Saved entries
┌──

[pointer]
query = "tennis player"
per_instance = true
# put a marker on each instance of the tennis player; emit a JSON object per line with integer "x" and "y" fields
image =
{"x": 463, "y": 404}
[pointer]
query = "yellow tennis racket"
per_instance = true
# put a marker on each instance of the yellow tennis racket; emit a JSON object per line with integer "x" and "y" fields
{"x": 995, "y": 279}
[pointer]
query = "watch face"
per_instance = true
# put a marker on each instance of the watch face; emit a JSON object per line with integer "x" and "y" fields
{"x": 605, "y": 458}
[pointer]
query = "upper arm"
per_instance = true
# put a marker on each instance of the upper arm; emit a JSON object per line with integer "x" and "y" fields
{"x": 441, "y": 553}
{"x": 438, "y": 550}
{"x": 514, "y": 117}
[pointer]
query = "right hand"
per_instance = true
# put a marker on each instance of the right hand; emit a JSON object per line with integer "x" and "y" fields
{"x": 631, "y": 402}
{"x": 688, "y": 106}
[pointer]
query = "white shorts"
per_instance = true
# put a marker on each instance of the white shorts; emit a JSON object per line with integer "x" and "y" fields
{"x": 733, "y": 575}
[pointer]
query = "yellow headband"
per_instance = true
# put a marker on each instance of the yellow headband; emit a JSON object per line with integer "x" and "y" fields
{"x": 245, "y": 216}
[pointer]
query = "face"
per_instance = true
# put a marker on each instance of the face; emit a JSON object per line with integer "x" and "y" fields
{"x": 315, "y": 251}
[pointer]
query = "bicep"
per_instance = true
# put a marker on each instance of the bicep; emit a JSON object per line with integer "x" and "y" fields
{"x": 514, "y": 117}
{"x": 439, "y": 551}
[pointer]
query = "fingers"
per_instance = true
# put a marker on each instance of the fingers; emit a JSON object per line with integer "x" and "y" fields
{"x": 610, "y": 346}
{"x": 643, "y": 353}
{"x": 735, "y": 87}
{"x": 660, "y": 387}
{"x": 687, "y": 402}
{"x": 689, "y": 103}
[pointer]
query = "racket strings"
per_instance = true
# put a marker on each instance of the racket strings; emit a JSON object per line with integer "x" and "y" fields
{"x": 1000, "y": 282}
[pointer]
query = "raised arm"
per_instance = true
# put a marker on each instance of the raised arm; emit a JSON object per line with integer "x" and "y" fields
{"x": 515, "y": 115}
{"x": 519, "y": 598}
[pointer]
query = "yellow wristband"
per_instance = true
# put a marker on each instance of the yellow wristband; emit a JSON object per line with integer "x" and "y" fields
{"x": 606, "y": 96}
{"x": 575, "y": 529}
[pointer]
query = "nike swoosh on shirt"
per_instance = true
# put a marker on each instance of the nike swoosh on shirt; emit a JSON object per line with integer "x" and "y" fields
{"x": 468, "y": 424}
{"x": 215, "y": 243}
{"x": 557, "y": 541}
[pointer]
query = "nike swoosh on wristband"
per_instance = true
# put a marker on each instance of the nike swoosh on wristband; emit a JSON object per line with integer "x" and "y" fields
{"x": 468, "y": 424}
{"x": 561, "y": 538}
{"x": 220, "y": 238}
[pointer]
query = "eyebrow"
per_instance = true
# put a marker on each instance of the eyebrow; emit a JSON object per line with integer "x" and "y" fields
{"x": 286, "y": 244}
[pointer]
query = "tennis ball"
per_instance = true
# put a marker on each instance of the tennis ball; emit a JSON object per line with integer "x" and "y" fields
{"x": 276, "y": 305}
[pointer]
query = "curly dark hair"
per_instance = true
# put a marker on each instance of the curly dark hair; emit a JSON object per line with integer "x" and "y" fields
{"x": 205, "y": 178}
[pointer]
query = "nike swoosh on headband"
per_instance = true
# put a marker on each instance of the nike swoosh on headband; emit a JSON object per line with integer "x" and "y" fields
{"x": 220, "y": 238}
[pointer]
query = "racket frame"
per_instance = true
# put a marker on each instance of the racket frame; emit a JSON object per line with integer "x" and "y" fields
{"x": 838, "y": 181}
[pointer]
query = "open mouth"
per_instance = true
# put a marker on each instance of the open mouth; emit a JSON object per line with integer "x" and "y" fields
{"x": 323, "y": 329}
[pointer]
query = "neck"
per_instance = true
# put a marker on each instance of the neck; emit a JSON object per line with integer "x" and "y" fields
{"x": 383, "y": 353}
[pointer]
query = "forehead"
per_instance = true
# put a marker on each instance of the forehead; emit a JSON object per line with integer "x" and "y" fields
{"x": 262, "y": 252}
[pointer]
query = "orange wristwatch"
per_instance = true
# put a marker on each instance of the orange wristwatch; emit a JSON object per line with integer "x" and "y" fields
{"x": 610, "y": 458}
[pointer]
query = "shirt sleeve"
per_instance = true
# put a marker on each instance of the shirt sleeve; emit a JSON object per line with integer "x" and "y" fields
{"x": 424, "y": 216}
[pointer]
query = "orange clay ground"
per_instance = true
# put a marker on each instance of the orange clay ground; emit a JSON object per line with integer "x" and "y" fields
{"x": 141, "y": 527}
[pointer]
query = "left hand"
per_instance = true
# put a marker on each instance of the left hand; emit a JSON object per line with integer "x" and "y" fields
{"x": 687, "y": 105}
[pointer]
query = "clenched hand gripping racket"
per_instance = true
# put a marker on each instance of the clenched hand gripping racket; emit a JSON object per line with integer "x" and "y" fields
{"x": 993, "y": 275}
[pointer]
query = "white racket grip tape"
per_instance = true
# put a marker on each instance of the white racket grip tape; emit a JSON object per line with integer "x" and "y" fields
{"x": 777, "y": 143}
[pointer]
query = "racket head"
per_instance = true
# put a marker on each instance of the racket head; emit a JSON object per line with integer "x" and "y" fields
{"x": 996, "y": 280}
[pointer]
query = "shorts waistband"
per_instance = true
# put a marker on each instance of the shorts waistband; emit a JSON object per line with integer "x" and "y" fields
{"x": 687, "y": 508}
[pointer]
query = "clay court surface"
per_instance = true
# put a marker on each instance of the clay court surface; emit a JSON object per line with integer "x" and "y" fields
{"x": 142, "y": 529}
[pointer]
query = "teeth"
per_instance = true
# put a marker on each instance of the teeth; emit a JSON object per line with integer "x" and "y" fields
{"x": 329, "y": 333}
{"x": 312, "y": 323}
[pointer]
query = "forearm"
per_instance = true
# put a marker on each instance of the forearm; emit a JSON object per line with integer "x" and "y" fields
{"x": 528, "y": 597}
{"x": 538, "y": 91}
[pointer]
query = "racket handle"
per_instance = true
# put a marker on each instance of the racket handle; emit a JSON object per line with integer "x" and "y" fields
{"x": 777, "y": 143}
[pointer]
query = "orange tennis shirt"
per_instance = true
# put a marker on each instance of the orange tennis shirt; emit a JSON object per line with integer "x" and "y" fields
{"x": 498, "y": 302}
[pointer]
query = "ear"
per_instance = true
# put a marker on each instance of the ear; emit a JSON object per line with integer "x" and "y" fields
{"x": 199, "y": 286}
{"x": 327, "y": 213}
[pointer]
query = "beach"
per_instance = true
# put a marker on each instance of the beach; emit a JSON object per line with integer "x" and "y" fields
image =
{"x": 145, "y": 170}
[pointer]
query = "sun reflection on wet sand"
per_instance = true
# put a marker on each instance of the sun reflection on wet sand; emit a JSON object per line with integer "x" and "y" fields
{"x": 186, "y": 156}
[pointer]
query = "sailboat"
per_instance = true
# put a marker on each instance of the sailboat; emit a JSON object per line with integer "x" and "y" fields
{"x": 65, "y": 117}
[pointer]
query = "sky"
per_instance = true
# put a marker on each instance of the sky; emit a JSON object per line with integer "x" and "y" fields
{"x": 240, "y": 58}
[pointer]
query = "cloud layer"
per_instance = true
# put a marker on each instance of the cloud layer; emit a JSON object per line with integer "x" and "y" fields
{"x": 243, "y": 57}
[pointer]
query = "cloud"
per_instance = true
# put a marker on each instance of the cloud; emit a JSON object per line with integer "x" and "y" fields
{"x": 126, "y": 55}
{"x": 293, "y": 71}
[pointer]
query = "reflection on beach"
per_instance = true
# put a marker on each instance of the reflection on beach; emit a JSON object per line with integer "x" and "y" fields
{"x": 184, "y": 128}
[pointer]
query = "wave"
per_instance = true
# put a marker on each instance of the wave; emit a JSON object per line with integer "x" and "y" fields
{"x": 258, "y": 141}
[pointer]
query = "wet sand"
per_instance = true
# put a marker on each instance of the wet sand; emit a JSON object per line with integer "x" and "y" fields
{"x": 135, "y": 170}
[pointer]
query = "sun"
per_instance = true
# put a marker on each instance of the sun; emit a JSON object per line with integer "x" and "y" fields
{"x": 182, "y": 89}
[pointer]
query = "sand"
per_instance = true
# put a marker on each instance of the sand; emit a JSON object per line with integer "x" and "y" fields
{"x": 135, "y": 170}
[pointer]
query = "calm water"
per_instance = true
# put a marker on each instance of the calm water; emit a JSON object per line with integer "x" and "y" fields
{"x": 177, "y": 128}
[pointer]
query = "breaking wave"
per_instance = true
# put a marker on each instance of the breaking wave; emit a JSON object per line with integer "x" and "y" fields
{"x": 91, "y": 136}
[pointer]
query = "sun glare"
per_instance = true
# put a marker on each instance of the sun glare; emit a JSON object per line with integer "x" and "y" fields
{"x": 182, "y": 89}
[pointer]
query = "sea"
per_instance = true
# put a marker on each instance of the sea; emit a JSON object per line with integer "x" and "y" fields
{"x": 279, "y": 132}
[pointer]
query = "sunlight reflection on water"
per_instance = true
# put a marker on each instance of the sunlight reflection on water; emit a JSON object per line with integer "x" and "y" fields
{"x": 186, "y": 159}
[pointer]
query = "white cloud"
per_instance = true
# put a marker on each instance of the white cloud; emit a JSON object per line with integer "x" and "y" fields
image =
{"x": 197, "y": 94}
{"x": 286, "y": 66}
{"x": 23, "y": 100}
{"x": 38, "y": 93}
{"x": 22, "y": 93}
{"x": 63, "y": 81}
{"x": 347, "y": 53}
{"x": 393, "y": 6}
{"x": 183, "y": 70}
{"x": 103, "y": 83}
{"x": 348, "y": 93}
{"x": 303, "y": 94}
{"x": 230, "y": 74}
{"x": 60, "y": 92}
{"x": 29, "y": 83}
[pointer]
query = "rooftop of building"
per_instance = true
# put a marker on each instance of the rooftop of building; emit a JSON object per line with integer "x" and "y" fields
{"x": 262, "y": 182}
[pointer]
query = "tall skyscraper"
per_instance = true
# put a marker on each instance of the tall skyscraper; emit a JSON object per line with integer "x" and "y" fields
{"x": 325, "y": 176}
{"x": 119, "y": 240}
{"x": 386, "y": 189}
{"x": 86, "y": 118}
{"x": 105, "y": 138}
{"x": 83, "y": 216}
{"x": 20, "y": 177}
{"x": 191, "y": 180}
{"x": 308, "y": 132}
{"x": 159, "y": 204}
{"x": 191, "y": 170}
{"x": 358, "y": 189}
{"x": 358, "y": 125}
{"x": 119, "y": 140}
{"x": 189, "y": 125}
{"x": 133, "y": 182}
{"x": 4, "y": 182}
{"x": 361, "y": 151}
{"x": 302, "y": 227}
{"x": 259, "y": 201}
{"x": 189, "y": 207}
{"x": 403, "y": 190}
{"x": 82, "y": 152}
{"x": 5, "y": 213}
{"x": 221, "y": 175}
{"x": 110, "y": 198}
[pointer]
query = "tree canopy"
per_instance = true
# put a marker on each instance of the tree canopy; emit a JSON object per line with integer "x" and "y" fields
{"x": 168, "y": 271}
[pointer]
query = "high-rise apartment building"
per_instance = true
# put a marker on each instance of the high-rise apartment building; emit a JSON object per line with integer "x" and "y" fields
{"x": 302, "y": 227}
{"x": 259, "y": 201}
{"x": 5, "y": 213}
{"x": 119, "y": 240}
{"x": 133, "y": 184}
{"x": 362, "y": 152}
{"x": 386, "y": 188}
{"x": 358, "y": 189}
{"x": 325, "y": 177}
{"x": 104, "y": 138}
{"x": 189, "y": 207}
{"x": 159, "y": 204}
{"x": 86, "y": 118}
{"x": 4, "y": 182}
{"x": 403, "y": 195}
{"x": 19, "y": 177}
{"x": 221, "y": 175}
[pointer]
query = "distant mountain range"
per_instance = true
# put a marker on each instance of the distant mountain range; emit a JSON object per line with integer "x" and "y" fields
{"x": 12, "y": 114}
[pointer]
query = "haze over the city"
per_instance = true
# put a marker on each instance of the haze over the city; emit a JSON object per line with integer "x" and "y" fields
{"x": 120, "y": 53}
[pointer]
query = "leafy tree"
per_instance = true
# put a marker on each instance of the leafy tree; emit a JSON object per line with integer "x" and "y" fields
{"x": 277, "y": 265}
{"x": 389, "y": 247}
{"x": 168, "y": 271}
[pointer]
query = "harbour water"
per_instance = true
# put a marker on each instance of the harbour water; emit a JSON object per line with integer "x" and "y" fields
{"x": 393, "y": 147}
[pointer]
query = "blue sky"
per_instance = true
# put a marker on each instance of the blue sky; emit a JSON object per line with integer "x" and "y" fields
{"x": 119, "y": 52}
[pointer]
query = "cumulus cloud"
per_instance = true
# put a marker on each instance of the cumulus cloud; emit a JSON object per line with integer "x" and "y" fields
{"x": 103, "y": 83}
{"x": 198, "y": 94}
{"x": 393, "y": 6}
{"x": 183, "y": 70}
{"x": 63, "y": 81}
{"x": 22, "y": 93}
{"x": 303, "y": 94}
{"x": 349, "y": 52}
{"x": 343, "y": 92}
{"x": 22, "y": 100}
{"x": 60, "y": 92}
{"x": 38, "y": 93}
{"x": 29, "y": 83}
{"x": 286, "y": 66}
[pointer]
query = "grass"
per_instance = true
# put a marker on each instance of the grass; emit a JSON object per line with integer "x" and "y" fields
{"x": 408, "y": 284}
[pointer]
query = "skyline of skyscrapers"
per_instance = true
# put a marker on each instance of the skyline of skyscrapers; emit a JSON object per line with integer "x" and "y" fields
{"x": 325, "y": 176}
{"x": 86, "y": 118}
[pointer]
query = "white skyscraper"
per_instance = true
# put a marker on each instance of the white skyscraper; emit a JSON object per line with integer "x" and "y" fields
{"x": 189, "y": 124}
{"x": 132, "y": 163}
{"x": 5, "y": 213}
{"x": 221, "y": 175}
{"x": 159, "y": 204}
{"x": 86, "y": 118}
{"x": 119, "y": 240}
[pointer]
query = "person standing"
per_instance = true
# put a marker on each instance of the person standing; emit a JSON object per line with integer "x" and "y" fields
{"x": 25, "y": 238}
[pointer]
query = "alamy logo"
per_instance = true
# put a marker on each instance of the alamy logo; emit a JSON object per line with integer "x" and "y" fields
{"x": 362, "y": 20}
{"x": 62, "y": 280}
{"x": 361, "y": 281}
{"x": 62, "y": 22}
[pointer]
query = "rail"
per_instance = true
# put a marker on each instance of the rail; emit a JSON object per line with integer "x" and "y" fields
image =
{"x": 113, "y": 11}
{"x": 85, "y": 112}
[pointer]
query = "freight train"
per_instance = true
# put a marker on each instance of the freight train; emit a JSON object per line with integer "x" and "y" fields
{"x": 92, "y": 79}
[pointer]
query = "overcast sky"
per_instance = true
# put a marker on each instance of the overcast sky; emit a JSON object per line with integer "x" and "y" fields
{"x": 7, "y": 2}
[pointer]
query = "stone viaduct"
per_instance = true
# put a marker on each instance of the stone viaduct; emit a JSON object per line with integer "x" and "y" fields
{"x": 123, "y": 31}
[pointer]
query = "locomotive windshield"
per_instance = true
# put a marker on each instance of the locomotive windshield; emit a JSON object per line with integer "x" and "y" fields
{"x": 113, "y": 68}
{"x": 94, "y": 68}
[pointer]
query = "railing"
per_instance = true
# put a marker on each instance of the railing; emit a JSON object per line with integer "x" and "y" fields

└──

Across the entries above, state how many lines include the string "railing", with no other text.

2